** Start SOURCE **
The Queen’s Rising by Rebecca Ross

Genre: YA Fantasy

Rating: 5/5 stars

Passion. Destiny. Politics. War

Who shall be named Queen?

The Queen’s Rising was an unexpected delight with its royal ties, political wars and slow burn romance. The story follows orphaned Brienna, one of the girls at Magnalia House in Valenia studying one of the five passions: wit, knowledge, music, art and acting. She comes to the school as a favour of her grandfather’s and eventually chooses knowledge as her passion with Master Cartier as her teacher. Failing to find a patron on her seventeen summer solstice to take her on, Brienna is horrified at what will come next but all changes when she starts having visions from her ancestors about the infamous Stone of Eventide. The stone vanished centuries ago and with its recovery, the rightful heir to the Maevana (rival kingdom to Valenia) empire will come to power. With all hell breaking loose with its current King, and Valenia ties strained, Brienna has become the source of knowledge the people have been waiting for.

She is accepted from a disgraced patron who has plans to use her visions to locate the stone and after meeting the rightful heir to the throne through him, she is set to work using her visions. But all is not what it seems, as Brienna’s past comes into play and she is torn between following her new family or her old one…

I loved this book. I put it off for awhile as it seemed daunting and I find lots of fantasy books are too similar. This one had me captivated. The characters were likeable, the political warfare between Valenia and Maevana was so interesting, and the slow burn romance between Brienna and Cartier was really great. Everyone had secret identities so the twists just kept on coming.

My favourite points:

– The slow burn romance between Brienna and Cartier was so lovely to read. You didn’t know if they were going to get together as he’s technically her teacher and there’s at least a ten year age gap, but it felt suitable. Not creepy. He was so respectable and sweet to her and when I say it was a slow burn romance, it really was, which made it all the much sweeter.

– The politics were so interesting to read about. It wasn’t too technical and the rivalry between Valenia and Maevana was well explored. The magic element also added an extra layer to the story and I liked how this book set it all up for the sequel.

– The twists weren’t major but there were enough that caught me off guard and surprised me. Everyone had alter egos and I was hooked reading it all unfold. I definitely had moments where I was like, “What!” and I’m looking forward to seeing where the characters go next.

– The pacing of the book was done well. I was interested throughout the novel as there were enough plot points to keep my focus. I just wanted to know what was going to happen next.

Overall, I highly recommend this book. It’s intriguing, passionate and magical and has a strong storyline to keep you interested. The set of characters were likeable and I’m excited for the sequel next year to come out.

Renegades by Marissa Meyer

Genre: YA Fantasy/Science Fiction

Rating: 4.75/5 stars

Good vs evil.

Superheroes vs villains.

Who wins in the end?

You may think you know the answer but Renegades will make you question it. Marissa Meyer writes a tale from the villain’s point of view and with all its multilayered characters and rich landscape you’ll find the lines get blurred and wonder…

Who put them there in the first place?
** End SOURCE **
** Start DATA **
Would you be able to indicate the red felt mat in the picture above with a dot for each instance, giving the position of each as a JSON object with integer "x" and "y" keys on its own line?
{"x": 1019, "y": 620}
** End DATA **
** Start DATA **
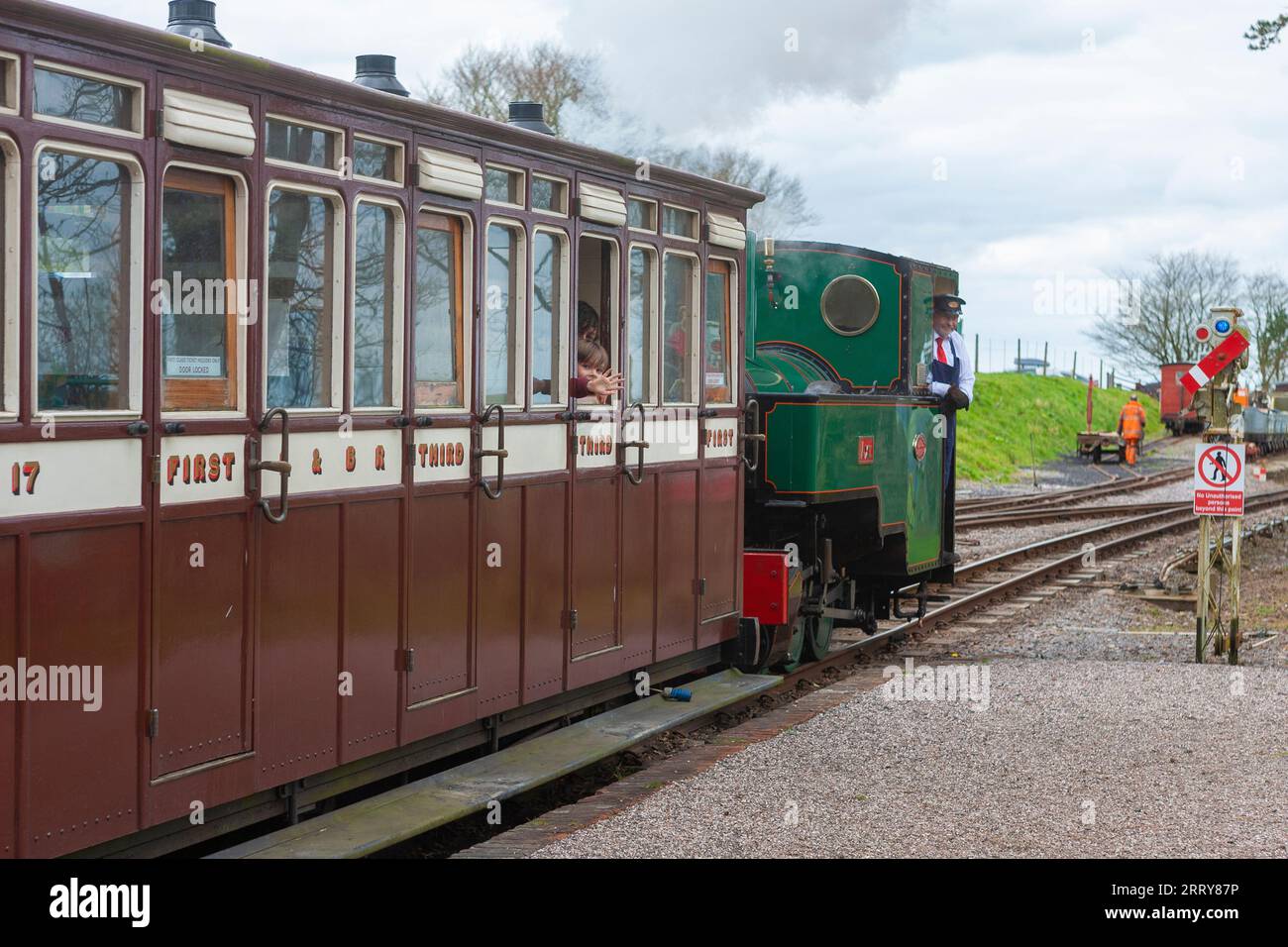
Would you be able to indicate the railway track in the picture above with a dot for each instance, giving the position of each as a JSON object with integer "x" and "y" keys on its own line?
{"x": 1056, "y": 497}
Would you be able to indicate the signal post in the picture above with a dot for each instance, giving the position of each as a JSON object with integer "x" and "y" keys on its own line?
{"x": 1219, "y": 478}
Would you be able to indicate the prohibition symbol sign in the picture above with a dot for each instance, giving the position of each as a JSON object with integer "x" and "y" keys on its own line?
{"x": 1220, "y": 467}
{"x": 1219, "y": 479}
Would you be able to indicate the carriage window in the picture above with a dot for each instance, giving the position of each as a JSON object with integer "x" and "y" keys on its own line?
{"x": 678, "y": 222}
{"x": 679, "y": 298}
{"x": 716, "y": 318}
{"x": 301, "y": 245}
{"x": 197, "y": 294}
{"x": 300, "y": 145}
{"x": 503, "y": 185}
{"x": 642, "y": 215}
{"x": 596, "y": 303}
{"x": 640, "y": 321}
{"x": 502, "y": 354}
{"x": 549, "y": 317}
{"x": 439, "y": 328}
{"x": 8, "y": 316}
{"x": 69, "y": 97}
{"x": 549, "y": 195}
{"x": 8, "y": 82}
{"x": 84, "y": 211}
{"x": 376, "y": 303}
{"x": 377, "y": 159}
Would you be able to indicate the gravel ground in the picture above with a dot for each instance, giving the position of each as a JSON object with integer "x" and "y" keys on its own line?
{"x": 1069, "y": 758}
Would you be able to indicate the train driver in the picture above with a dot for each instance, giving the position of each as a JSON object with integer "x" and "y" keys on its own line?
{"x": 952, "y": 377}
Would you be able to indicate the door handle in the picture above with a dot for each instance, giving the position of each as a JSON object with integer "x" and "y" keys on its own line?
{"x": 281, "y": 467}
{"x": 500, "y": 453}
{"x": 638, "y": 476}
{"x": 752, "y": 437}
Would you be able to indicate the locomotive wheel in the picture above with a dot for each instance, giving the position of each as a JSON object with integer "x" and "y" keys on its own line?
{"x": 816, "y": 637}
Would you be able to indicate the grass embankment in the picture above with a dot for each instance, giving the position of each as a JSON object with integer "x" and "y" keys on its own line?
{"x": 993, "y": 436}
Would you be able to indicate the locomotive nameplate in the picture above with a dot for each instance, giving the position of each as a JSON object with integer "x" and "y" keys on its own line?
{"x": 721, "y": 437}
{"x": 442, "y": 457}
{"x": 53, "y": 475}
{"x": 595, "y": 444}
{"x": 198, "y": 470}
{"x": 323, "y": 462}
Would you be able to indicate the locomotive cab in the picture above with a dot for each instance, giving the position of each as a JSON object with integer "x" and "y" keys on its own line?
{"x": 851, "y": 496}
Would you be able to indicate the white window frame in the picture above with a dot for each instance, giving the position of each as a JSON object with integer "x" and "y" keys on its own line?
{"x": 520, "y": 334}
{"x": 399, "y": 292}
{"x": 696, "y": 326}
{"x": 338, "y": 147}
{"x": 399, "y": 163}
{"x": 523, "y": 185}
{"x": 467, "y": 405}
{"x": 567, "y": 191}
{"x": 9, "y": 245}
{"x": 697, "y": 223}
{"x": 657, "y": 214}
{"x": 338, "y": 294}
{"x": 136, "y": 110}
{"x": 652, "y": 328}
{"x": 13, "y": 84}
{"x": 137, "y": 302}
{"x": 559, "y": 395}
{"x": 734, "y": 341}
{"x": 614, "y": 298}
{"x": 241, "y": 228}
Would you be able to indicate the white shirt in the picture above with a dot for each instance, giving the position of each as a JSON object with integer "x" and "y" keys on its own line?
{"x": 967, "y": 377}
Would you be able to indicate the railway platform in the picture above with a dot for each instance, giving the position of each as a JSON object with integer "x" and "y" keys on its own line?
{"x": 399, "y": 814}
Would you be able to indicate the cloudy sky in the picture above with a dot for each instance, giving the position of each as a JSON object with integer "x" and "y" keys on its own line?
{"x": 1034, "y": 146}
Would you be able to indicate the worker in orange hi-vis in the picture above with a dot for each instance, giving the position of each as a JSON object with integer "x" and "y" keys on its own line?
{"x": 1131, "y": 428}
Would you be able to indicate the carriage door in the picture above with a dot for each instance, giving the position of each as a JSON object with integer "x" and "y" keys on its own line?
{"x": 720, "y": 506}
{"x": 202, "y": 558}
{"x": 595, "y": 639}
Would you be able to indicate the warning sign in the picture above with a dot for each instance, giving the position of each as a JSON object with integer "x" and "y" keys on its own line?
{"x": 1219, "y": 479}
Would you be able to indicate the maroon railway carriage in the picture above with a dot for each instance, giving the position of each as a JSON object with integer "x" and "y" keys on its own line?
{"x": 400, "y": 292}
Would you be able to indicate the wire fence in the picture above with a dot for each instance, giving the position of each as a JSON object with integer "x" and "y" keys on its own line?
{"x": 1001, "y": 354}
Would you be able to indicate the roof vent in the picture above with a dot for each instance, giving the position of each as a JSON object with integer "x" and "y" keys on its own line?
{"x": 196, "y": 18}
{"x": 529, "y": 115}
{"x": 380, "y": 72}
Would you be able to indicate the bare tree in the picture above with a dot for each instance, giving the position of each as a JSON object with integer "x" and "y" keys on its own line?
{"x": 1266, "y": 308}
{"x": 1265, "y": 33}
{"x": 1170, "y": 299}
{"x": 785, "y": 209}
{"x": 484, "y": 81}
** End DATA **
From the book reviews above, list the passions that the girls at Magnalia House study.

*WORKED ANSWER*. Wit, knowledge, music, art, acting